▶ Task item
Nothing but the lines from the one with "of the dark" down to the one with "of the building" should be returned, exactly and with both ends included, from the material below.

▶ Working data
BEGIN

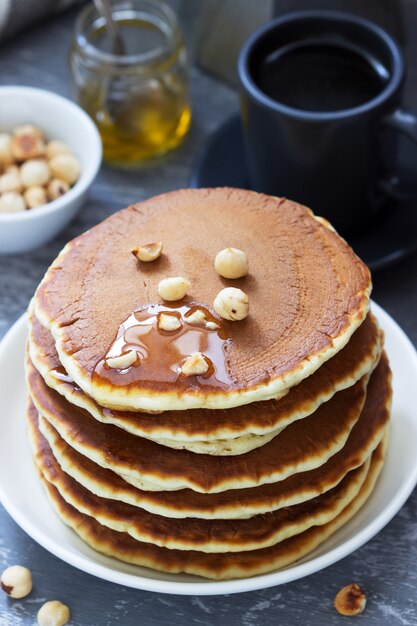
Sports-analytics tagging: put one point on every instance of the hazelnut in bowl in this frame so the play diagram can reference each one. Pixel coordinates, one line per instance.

END
BEGIN

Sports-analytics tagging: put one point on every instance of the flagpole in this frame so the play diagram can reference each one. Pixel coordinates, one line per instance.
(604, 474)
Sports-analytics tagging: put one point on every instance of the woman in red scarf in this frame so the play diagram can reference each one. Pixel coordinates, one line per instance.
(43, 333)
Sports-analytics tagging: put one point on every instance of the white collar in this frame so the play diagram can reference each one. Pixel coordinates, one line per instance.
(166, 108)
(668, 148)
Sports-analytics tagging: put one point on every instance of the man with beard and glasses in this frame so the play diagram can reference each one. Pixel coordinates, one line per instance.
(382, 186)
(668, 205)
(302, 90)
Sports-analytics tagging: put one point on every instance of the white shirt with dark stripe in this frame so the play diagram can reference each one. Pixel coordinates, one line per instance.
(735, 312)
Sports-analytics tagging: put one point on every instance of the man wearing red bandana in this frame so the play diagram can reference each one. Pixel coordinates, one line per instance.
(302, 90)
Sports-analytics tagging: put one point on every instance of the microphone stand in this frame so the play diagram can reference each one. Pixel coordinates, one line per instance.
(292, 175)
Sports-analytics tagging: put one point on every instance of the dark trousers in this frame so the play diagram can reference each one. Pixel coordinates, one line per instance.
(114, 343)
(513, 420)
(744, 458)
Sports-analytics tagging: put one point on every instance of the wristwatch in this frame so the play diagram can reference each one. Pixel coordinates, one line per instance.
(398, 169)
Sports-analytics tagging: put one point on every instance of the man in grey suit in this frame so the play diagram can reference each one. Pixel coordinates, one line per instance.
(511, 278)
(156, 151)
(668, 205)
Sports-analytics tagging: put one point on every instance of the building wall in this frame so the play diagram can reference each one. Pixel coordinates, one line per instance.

END

▶ Task response
Sports-analytics tagging: put one point on every instance of the dark trousers in this frame so the play diagram can reference each one. Pixel coordinates, one line per instance.
(114, 343)
(513, 420)
(744, 458)
Sports-analytics tagging: put one point on every instance of the wristwatch in this frame so the play diagram can reference each one. Pixel coordinates, one line per instance.
(398, 169)
Sports-analytics tagging: put one point on every instance of the man in grey suit in this frame so the play diagram can reference each one. Pixel coordinates, one line per instance.
(511, 278)
(156, 151)
(668, 205)
Sports-analytics tagging: put one point on every instance of the building wall in this frame so the play diagram can reference each one. Pixel coordinates, one line per instance.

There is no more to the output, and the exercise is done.